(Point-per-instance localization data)
-.-.-
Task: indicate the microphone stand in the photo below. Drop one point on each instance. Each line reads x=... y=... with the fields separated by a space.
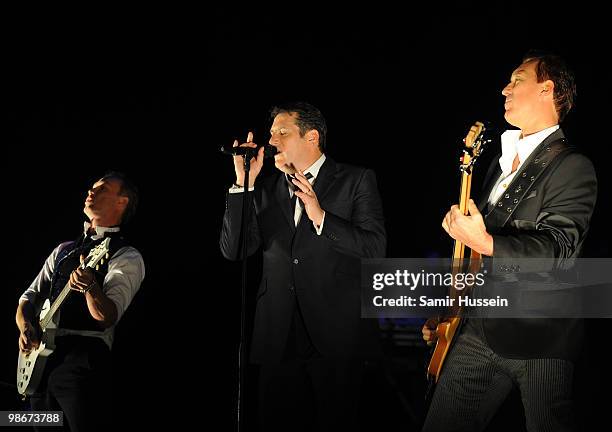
x=247 y=153
x=244 y=244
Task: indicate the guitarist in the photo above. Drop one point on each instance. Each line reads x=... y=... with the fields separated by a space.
x=75 y=378
x=490 y=356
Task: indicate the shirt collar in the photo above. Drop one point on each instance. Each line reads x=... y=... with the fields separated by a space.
x=312 y=169
x=315 y=167
x=100 y=231
x=512 y=144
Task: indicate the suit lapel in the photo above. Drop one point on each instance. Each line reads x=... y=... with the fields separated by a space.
x=284 y=202
x=325 y=178
x=489 y=181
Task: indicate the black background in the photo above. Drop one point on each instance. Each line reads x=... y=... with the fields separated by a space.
x=154 y=93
-.-.-
◆ WHAT YOU WILL DO
No lines before the one containing "Task: indicate the black" belong in the answer; write out that line and each one after it exactly, through the end of the records.

◆ EXPECTED OUTPUT
Task: indicate the black background in the photo above. Drop one point on each instance. Each line reads x=... y=... with the fields separated by a space.
x=154 y=93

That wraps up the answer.